▸ About this task
For each statement, say yes or no to whether it agrees with the text on choosing disinfectants, and quote the words of the text that decide it: (a) a "Tuberculocide" rating is higher than a standard disinfectant rating; (b) restorers are advised to promise disinfection of a water damage site; (c) all Tuberculocidals achieve their efficacy the same way.

Restorer's Perspective: All Disinfectants are Not Created Equal
In recent years, several new disinfectant technologies have gained attention in the restoration/remediation industry, so it might be time to reevaluate your current go-to disinfectant to be sure you are using the best, most appropriate tool for the job. Here are some quick, practical tips for choosing the ideal disinfectant product for your next restoration/remediation project.
If you’ve completed a basic water damage class or two, you’ve likely been advised that “disinfectant” can be a loaded term in our industry. That’s because promising “disinfection” of a water damage site can lead to liability issues down the road, this is why restorers are advised to use language like “applying an antimicrobial” and “sanitizing” rather than make a promise of disinfection.
That’s good advice, but it doesn’t mean that lower-grade sanitizers and antimicrobials should actually be used to treat water-damaged surfaces. Sometimes that idea gets missed in class. In fact, restorers need to be using the strongest, most effective disinfectant product available. And there are other critieria to consider as well.
To ensure you’ve got the right disinfectant in your arsenal, here’s what you should be looking for in a modern professional disinfectant.
1. It needs to be effective (i.e.: have strong kill claims) and be appropriate for the types of surfaces and situations you face. To determine if a disinfectant product is in the strongest category, look for one EPA registered as a “Tuberculocide” (indicates Tuberculocidal on the front main label). “Tuberculocide” is a special EPA kill claim rating that is higher than a standard disinfectant rating. In other words: Tuberculocides are stronger than disinfectant products without that special claim and should be the weapon of choice in your disinfecting and sanitizing arsenal since they produce the best results across a range of surfaces and circumstances.
2. Not all Tuberculocidals achieve their efficacy the same way; they have a variety of ingredients, with a range of health and safety (and liability) implications. Choose a safe disinfectant by comparing the Hazards Identification section on the Safety Data Sheets of Tuberculocide-rated products.

▸ Record extracts
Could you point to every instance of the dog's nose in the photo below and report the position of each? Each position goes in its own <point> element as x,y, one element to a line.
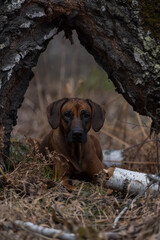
<point>77,135</point>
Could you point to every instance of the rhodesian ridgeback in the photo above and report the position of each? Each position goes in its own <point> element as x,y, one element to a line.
<point>71,120</point>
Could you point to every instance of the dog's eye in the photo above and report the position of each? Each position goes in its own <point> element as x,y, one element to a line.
<point>67,114</point>
<point>85,114</point>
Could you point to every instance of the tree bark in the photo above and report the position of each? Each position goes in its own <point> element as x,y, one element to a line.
<point>115,32</point>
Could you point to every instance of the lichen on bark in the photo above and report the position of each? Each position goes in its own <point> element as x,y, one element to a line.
<point>150,14</point>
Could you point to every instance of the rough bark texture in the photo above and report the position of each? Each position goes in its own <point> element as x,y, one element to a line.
<point>112,31</point>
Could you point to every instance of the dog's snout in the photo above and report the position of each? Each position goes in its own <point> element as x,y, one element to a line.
<point>78,134</point>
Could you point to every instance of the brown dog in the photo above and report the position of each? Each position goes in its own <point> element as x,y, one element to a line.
<point>71,119</point>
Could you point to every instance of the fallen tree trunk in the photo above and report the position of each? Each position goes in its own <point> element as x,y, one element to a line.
<point>117,33</point>
<point>131,182</point>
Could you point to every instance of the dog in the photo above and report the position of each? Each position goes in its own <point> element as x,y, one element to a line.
<point>71,119</point>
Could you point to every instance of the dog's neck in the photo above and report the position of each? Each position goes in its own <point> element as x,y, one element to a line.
<point>76,151</point>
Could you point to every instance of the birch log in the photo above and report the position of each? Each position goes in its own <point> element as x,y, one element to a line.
<point>130,181</point>
<point>48,232</point>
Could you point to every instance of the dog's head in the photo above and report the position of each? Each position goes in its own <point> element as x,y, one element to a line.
<point>75,117</point>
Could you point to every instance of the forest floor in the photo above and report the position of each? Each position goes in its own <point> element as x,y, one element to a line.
<point>30,192</point>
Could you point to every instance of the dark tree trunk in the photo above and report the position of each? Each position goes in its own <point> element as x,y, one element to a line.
<point>112,31</point>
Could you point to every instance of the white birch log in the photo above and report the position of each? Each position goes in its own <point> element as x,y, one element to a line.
<point>130,181</point>
<point>49,232</point>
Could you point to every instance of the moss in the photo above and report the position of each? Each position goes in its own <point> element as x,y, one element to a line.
<point>150,13</point>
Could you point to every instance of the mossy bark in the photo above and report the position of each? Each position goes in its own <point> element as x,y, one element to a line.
<point>112,31</point>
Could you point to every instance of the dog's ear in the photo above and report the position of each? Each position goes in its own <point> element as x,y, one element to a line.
<point>53,112</point>
<point>98,115</point>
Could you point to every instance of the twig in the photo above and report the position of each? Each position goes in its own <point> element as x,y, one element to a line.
<point>157,146</point>
<point>49,232</point>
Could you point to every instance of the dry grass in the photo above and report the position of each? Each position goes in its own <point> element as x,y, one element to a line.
<point>30,192</point>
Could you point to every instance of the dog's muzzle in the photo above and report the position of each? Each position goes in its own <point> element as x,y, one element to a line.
<point>77,136</point>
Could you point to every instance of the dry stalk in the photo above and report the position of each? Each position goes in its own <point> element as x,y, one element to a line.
<point>49,232</point>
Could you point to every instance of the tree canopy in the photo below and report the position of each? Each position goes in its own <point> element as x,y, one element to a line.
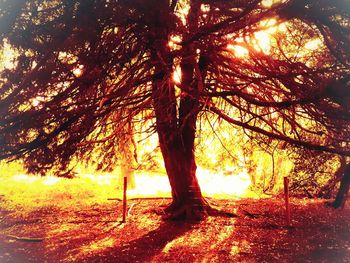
<point>278,69</point>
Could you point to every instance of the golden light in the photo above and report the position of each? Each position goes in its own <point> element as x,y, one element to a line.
<point>78,71</point>
<point>262,41</point>
<point>267,3</point>
<point>8,57</point>
<point>313,44</point>
<point>238,50</point>
<point>177,75</point>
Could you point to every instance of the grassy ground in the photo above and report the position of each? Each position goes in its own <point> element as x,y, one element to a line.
<point>94,233</point>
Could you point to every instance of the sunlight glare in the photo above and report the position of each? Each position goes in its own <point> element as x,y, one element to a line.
<point>238,50</point>
<point>177,75</point>
<point>313,44</point>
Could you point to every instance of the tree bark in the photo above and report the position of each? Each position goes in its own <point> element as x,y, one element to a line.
<point>176,117</point>
<point>340,199</point>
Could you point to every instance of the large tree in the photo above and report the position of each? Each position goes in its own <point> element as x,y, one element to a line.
<point>83,64</point>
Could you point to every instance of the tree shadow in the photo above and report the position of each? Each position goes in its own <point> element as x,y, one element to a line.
<point>143,249</point>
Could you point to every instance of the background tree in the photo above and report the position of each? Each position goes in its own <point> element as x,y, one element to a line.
<point>82,61</point>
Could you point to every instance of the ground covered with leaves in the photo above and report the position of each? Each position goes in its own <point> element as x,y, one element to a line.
<point>255,232</point>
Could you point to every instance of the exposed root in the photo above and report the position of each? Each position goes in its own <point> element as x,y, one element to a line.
<point>188,211</point>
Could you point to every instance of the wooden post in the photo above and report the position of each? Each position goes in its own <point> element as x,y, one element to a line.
<point>286,198</point>
<point>124,198</point>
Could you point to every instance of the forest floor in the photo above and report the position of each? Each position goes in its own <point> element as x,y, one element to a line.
<point>256,233</point>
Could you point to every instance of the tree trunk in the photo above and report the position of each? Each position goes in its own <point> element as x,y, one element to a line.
<point>343,189</point>
<point>176,117</point>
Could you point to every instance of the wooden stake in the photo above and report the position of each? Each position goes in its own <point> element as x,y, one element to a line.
<point>286,198</point>
<point>124,198</point>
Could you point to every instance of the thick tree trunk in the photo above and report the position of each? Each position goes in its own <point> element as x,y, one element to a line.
<point>176,117</point>
<point>343,189</point>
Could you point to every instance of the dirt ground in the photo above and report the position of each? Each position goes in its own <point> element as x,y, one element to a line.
<point>256,233</point>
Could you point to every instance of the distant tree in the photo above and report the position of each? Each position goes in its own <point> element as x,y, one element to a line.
<point>81,61</point>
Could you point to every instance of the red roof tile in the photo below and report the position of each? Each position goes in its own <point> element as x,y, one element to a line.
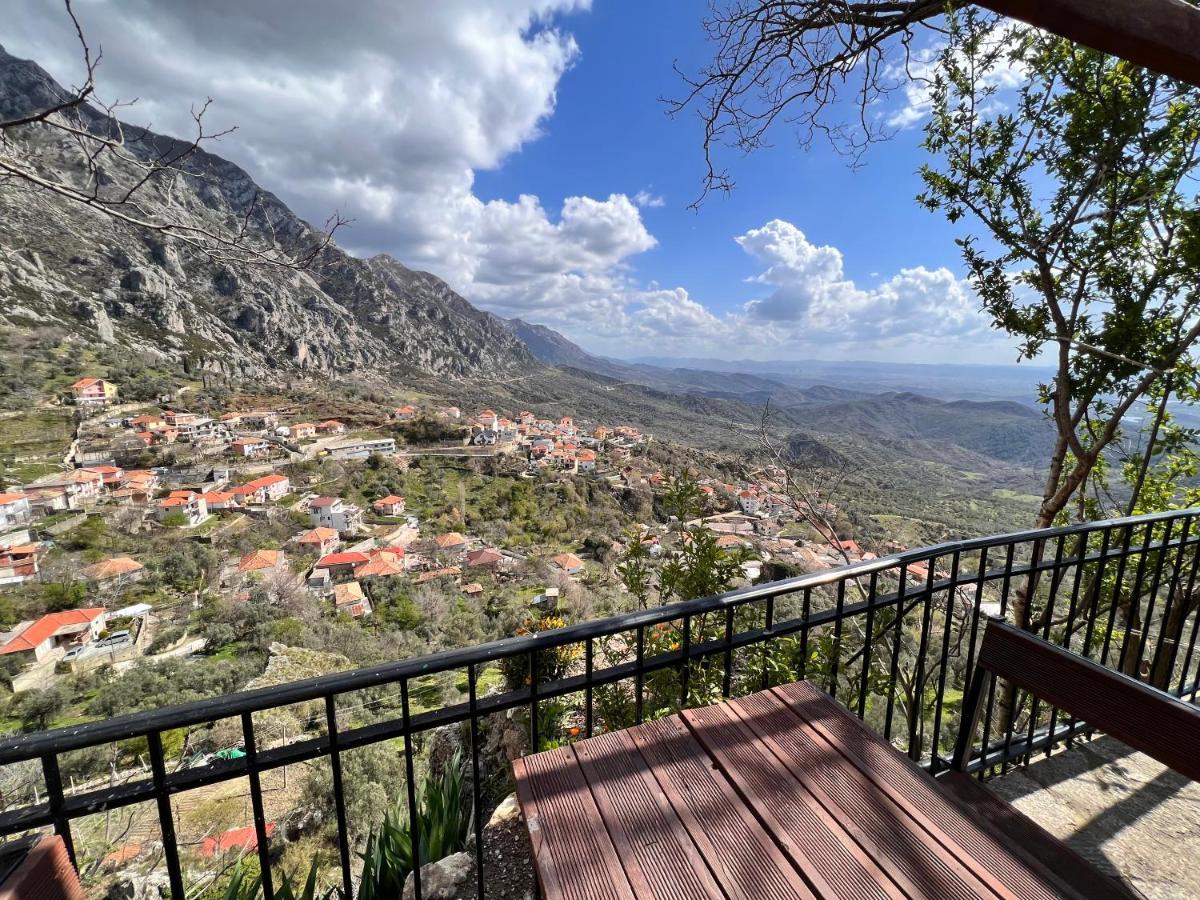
<point>47,625</point>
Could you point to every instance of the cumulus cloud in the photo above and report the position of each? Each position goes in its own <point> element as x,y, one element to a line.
<point>381,111</point>
<point>918,81</point>
<point>385,112</point>
<point>813,299</point>
<point>646,199</point>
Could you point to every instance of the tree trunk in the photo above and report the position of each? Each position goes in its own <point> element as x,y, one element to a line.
<point>1173,633</point>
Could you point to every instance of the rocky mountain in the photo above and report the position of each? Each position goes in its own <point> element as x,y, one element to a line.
<point>69,267</point>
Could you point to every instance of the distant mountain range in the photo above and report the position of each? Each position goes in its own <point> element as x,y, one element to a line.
<point>75,269</point>
<point>999,429</point>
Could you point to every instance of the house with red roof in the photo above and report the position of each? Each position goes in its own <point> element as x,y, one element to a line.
<point>487,559</point>
<point>240,840</point>
<point>250,448</point>
<point>569,563</point>
<point>19,558</point>
<point>34,641</point>
<point>340,565</point>
<point>94,391</point>
<point>349,598</point>
<point>321,541</point>
<point>261,561</point>
<point>15,509</point>
<point>389,505</point>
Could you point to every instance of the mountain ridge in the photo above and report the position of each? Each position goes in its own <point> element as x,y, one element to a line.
<point>77,269</point>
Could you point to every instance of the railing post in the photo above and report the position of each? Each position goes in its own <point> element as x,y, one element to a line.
<point>477,811</point>
<point>256,799</point>
<point>414,832</point>
<point>55,799</point>
<point>335,762</point>
<point>166,822</point>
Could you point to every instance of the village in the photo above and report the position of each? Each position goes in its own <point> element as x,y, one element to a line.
<point>219,480</point>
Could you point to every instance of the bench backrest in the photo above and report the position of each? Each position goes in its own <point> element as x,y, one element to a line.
<point>1150,720</point>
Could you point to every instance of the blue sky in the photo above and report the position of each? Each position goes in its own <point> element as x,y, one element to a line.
<point>520,150</point>
<point>610,133</point>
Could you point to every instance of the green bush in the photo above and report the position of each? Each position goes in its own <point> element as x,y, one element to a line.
<point>442,826</point>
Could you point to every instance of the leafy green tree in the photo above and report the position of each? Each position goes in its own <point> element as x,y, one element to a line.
<point>1084,189</point>
<point>37,709</point>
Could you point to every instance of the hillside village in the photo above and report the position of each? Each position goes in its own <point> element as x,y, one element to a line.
<point>151,471</point>
<point>193,539</point>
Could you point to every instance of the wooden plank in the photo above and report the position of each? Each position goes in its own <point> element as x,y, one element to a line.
<point>654,847</point>
<point>823,850</point>
<point>571,850</point>
<point>742,856</point>
<point>1161,35</point>
<point>897,775</point>
<point>897,833</point>
<point>1156,723</point>
<point>1023,832</point>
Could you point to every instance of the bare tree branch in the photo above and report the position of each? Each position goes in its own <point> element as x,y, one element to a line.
<point>787,60</point>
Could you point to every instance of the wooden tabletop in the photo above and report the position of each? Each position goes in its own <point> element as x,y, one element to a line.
<point>778,795</point>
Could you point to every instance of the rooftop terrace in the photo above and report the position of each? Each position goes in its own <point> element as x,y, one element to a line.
<point>892,648</point>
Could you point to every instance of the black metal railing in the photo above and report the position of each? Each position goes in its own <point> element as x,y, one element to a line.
<point>892,639</point>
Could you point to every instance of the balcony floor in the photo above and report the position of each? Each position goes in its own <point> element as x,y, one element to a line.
<point>1121,810</point>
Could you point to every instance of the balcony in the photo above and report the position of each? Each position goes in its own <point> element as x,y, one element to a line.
<point>893,640</point>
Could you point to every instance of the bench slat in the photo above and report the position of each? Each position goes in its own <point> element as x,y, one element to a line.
<point>898,831</point>
<point>731,840</point>
<point>1145,718</point>
<point>659,857</point>
<point>834,863</point>
<point>573,852</point>
<point>895,774</point>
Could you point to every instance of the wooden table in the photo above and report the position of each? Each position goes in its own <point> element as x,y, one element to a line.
<point>778,795</point>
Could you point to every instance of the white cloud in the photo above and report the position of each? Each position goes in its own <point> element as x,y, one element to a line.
<point>922,69</point>
<point>646,199</point>
<point>813,299</point>
<point>381,109</point>
<point>385,111</point>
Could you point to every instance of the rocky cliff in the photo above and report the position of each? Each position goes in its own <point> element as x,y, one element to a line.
<point>65,265</point>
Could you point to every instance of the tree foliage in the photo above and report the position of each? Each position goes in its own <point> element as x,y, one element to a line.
<point>1085,197</point>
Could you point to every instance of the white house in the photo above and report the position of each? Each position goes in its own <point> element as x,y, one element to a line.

▸ Answer box
(a) Yes: "“Tuberculocide” is a special EPA kill claim rating that is higher than a standard disinfectant rating."
(b) No: "restorers are advised to use language like “applying an antimicrobial” and “sanitizing” rather than make a promise of disinfection."
(c) No: "Not all Tuberculocidals achieve their efficacy the same way"